(Exercise aim) Render every line of the material below as a JSON list of strings, one string per line, leaving out blank lines.

(Record list)
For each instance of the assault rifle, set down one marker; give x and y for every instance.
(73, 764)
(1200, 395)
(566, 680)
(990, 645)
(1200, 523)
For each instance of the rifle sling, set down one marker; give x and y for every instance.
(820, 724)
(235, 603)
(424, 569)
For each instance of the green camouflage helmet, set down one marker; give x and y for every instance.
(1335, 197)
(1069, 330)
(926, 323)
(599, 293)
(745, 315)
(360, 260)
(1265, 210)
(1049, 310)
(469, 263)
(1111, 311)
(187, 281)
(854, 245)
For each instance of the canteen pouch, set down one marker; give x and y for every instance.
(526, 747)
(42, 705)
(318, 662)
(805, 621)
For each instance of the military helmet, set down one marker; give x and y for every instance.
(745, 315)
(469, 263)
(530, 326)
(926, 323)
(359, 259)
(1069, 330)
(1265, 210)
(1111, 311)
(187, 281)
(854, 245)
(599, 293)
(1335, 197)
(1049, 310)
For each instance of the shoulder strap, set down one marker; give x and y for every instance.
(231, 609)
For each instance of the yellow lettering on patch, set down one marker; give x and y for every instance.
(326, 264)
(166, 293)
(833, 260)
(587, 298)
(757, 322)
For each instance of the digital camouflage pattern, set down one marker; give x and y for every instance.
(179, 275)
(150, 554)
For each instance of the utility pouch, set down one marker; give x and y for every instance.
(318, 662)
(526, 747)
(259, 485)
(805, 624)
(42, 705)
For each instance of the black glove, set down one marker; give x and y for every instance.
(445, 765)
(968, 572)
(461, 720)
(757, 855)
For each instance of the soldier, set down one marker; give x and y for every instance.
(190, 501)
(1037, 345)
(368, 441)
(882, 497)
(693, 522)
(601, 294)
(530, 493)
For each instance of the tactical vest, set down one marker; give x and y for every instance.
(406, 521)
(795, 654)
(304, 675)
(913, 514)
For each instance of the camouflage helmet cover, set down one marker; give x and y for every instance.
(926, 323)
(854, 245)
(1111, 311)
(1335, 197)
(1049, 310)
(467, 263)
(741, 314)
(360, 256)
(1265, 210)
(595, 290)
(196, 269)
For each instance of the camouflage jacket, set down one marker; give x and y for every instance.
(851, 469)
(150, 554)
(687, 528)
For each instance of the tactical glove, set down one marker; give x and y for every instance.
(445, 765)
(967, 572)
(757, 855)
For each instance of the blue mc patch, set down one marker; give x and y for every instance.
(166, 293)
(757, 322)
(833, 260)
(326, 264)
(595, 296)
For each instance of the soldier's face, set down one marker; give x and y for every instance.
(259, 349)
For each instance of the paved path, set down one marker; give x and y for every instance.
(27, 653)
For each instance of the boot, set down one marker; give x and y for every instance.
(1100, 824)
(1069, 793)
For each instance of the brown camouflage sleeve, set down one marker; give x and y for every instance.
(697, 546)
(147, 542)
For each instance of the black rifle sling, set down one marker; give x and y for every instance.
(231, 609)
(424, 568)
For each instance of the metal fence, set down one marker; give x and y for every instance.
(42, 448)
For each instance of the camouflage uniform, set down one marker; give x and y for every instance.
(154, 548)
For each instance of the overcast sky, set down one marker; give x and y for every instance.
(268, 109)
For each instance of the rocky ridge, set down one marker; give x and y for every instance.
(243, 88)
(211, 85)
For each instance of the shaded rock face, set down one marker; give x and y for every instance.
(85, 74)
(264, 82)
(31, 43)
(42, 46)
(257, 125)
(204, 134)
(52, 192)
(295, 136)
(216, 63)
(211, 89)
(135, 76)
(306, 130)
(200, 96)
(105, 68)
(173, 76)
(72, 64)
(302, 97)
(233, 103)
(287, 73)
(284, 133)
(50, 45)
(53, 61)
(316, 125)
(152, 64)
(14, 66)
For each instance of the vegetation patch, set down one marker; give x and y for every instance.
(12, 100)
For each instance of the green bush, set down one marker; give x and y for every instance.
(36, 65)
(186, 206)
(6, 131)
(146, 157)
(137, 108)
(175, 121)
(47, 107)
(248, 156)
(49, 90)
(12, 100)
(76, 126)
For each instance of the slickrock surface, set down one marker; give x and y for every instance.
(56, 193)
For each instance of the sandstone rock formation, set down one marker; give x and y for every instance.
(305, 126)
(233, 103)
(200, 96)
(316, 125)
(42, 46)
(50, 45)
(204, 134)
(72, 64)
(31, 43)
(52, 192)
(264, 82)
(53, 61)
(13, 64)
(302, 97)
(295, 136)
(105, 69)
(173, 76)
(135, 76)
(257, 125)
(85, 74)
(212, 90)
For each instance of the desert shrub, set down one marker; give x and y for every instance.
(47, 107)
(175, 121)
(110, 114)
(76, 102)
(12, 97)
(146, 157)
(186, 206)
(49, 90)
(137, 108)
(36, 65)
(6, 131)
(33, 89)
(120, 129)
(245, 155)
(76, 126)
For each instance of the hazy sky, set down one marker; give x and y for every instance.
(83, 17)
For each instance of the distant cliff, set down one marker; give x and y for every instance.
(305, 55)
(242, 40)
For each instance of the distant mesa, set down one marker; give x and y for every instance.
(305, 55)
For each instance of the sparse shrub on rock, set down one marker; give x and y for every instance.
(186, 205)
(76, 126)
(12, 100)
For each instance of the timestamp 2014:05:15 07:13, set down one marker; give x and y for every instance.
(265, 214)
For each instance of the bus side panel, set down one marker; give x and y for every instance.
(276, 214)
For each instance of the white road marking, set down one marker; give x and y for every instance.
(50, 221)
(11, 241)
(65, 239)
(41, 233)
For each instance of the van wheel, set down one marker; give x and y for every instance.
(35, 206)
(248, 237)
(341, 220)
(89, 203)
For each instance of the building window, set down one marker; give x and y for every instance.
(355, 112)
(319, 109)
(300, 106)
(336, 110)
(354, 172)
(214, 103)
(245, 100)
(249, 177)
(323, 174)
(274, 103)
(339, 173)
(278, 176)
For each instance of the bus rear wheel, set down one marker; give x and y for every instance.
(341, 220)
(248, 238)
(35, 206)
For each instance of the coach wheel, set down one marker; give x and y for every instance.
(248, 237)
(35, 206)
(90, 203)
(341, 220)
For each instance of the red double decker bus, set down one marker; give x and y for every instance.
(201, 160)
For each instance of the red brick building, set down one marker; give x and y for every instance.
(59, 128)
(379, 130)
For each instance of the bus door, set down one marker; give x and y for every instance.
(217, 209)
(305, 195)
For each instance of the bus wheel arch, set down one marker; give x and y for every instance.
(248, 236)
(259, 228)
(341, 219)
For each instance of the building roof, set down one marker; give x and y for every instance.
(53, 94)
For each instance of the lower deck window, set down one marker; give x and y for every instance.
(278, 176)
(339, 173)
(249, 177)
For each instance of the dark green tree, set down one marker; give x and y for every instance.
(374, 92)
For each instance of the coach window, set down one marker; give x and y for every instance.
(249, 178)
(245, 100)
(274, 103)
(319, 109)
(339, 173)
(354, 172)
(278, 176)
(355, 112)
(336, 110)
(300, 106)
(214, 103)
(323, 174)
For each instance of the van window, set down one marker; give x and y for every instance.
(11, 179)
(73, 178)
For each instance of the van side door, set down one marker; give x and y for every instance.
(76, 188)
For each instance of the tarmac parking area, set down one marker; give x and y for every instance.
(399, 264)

(Task result)
[
  "For each instance of the assault rifle, set down one marker; give x and y for every instance.",
  "(73, 764)",
  "(1200, 395)",
  "(566, 680)",
  "(990, 645)",
  "(1200, 523)",
  "For each instance of the rifle sling, set down one marker; give x and y for every instance.",
  "(820, 724)",
  "(235, 603)",
  "(424, 569)",
  "For each instance of the green camouflage helmet, set down one marker; give x and y for every instance.",
  "(1335, 197)",
  "(1069, 330)",
  "(926, 323)",
  "(599, 293)",
  "(745, 315)",
  "(360, 260)",
  "(1265, 210)",
  "(1049, 310)",
  "(469, 263)",
  "(1111, 311)",
  "(187, 281)",
  "(854, 245)",
  "For each instance of the canteen pouch, set down one marker; give x and y for every instance.",
  "(526, 747)",
  "(42, 705)",
  "(318, 662)",
  "(805, 621)",
  "For each instance of the military helmet, set down one marker; give x and y for every instance.",
  "(745, 315)",
  "(469, 263)",
  "(530, 326)",
  "(926, 323)",
  "(359, 259)",
  "(1069, 330)",
  "(1265, 210)",
  "(1111, 311)",
  "(187, 281)",
  "(854, 245)",
  "(599, 293)",
  "(1335, 197)",
  "(1049, 310)",
  "For each instance of the shoulder strap, set down one marker; give x and y for every instance.",
  "(231, 609)",
  "For each instance of the yellow lettering on patch, set down one marker; give x and y for every instance.",
  "(326, 264)",
  "(166, 293)",
  "(833, 260)",
  "(587, 298)",
  "(757, 322)",
  "For each instance of the digital camouflage pattern, set down one marker; give x and y for every instance.",
  "(179, 275)",
  "(150, 554)",
  "For each instance of the utility pouch, set down one marker; give x and y for every instance.",
  "(318, 662)",
  "(526, 747)",
  "(259, 485)",
  "(805, 624)",
  "(42, 705)",
  "For each instance of the black glove, set down one marker; give x and y for every instance.",
  "(445, 765)",
  "(968, 572)",
  "(461, 720)",
  "(757, 855)",
  "For each instance of the soldier, set down one marker; give x and y for every instance.",
  "(190, 501)",
  "(1037, 345)",
  "(368, 441)",
  "(882, 497)",
  "(693, 522)",
  "(601, 294)",
  "(530, 493)",
  "For each instance of the tactical vest, set down one marker; give x and y for every instance.",
  "(406, 521)",
  "(795, 654)",
  "(304, 675)",
  "(913, 514)",
  "For each instance of the camouflage helmet cover, set down one marker; give x and y for every instance.",
  "(926, 323)",
  "(854, 245)",
  "(1111, 311)",
  "(1335, 197)",
  "(1049, 310)",
  "(467, 263)",
  "(741, 314)",
  "(360, 256)",
  "(1265, 210)",
  "(595, 290)",
  "(196, 269)",
  "For each instance of the camouflage jacket, set down one marker; give x and y for every instance.",
  "(851, 469)",
  "(150, 554)",
  "(687, 528)",
  "For each instance of the tactical glove, set down one marker; give x and y for every instance.",
  "(445, 765)",
  "(967, 572)",
  "(757, 855)",
  "For each instance of the blue mc patch, set down one marker; give x and y for every instance.",
  "(166, 293)",
  "(757, 322)",
  "(833, 260)",
  "(326, 264)",
  "(595, 296)",
  "For each instance of the soldier's face, set down one marker; give x and y for every instance.",
  "(259, 349)",
  "For each instance of the paved path, set down one marker; give x and y for every instance.",
  "(27, 653)",
  "For each instance of the boot, set down one marker; give x and y for every instance.",
  "(1100, 824)",
  "(1069, 793)",
  "For each instance of the brown camouflage sleeve, set down one marker; give x and y for every instance.",
  "(697, 546)",
  "(147, 542)",
  "For each instance of the black rifle sling, set down one marker; give x and y for every instance.",
  "(231, 609)",
  "(424, 568)",
  "For each instance of the metal fence, set down one marker; give x and y for every instance.",
  "(42, 448)",
  "For each instance of the camouflage uniform, set down one marker; give x and y for every instance.",
  "(154, 548)",
  "For each instance of the overcast sky, set down one marker; give x and y for every instance.",
  "(268, 109)",
  "For each instance of the rocky ridge, set down one marker; give x and y for every instance.",
  "(243, 88)",
  "(211, 85)",
  "For each instance of the shaded rock face, set down one marker; give x and y for every instance.",
  "(85, 74)",
  "(264, 82)",
  "(31, 43)",
  "(42, 46)",
  "(257, 125)",
  "(204, 134)",
  "(52, 192)",
  "(295, 136)",
  "(216, 63)",
  "(211, 89)",
  "(135, 76)",
  "(306, 130)",
  "(200, 96)",
  "(105, 68)",
  "(173, 76)",
  "(72, 64)",
  "(302, 97)",
  "(233, 103)",
  "(287, 73)",
  "(284, 133)",
  "(50, 45)",
  "(53, 61)",
  "(316, 125)",
  "(152, 64)",
  "(14, 66)",
  "For each instance of the vegetation patch, set down one marker; give x and y for every instance.",
  "(12, 100)",
  "For each instance of the green bush, set down one marker; give x and y for every instance.",
  "(36, 65)",
  "(186, 206)",
  "(6, 131)",
  "(146, 157)",
  "(137, 108)",
  "(175, 121)",
  "(47, 107)",
  "(248, 156)",
  "(49, 90)",
  "(12, 100)",
  "(76, 126)",
  "For each instance of the slickrock surface, set down one marker; give x and y for every instance.",
  "(56, 193)",
  "For each instance of the sandstone rock formation, set down one marker; give x and y for every instance.",
  "(305, 126)",
  "(233, 103)",
  "(200, 96)",
  "(316, 125)",
  "(42, 46)",
  "(50, 45)",
  "(204, 134)",
  "(72, 64)",
  "(31, 43)",
  "(52, 192)",
  "(264, 82)",
  "(53, 61)",
  "(13, 64)",
  "(302, 97)",
  "(295, 136)",
  "(105, 69)",
  "(173, 76)",
  "(135, 76)",
  "(257, 125)",
  "(85, 74)",
  "(212, 90)",
  "For each instance of the desert shrub, set down one marker; give x and y for every instance.",
  "(47, 107)",
  "(175, 121)",
  "(110, 114)",
  "(76, 102)",
  "(12, 97)",
  "(146, 157)",
  "(186, 206)",
  "(49, 90)",
  "(137, 108)",
  "(36, 65)",
  "(6, 131)",
  "(33, 89)",
  "(120, 129)",
  "(245, 155)",
  "(76, 126)",
  "For each instance of the hazy sky, set down one marker; give x and y for every instance.",
  "(83, 17)",
  "For each instance of the distant cliff, set down one marker; give x and y for every instance.",
  "(305, 55)",
  "(242, 40)",
  "For each instance of the distant mesa, set down one marker; give x and y for every instance.",
  "(305, 55)",
  "For each instance of the sparse shrub on rock, set down one marker; give x and y for every instance.",
  "(186, 205)",
  "(76, 126)",
  "(12, 100)",
  "For each instance of the timestamp 2014:05:15 07:13, set down one marker; give x and y for every instance.",
  "(265, 214)",
  "For each instance of the bus side panel, set down one marker; give x and y for every instance.",
  "(276, 214)",
  "For each instance of the white road marking, set down one marker; give x and y for every instance.",
  "(50, 221)",
  "(11, 241)",
  "(65, 239)",
  "(41, 233)",
  "For each instance of the van wheel, set down one marker; give x and y for every instance.",
  "(35, 206)",
  "(248, 237)",
  "(341, 220)",
  "(89, 203)",
  "For each instance of the building window, set down one marker; give x and y for every instance.",
  "(355, 112)",
  "(319, 109)",
  "(300, 106)",
  "(336, 110)",
  "(354, 172)",
  "(214, 103)",
  "(245, 100)",
  "(249, 177)",
  "(323, 174)",
  "(274, 103)",
  "(339, 173)",
  "(278, 176)",
  "For each instance of the bus rear wheel, set down one marker; give x and y for every instance.",
  "(341, 220)",
  "(248, 238)",
  "(35, 206)",
  "For each instance of the coach wheel, set down one marker; give x and y for every instance.",
  "(248, 237)",
  "(35, 206)",
  "(90, 203)",
  "(341, 220)",
  "For each instance of the red double decker bus, set down one marker; give x and y for every instance.",
  "(201, 160)",
  "For each instance of the red brick building, set down one marker; give x and y for every instance.",
  "(59, 128)",
  "(379, 130)",
  "For each instance of the bus door, set down one marker; give x and y for every instance.",
  "(217, 209)",
  "(305, 195)",
  "For each instance of the bus wheel arch, set down one marker; give x and y for every instance.",
  "(248, 236)",
  "(259, 228)",
  "(341, 219)",
  "For each instance of the building roof, set down one marker; give x and y for every instance.",
  "(53, 94)",
  "For each instance of the lower deck window, set down one marker; give x and y for every instance.",
  "(278, 176)",
  "(339, 173)",
  "(249, 177)",
  "For each instance of the dark green tree, set down one marker; give x and y for every instance.",
  "(374, 92)",
  "For each instance of the coach window, set down one marker; give x and y for every instance.",
  "(249, 178)",
  "(245, 100)",
  "(274, 103)",
  "(319, 109)",
  "(339, 173)",
  "(354, 172)",
  "(278, 176)",
  "(355, 112)",
  "(336, 110)",
  "(300, 106)",
  "(214, 103)",
  "(323, 174)",
  "For each instance of the van window, set down one marker; give x and y for every instance.",
  "(11, 179)",
  "(73, 178)",
  "For each instance of the van side door, set down one marker; give x and y for every instance.",
  "(76, 188)",
  "For each instance of the tarmac parking area, set down one marker; give x and y for every instance.",
  "(399, 264)"
]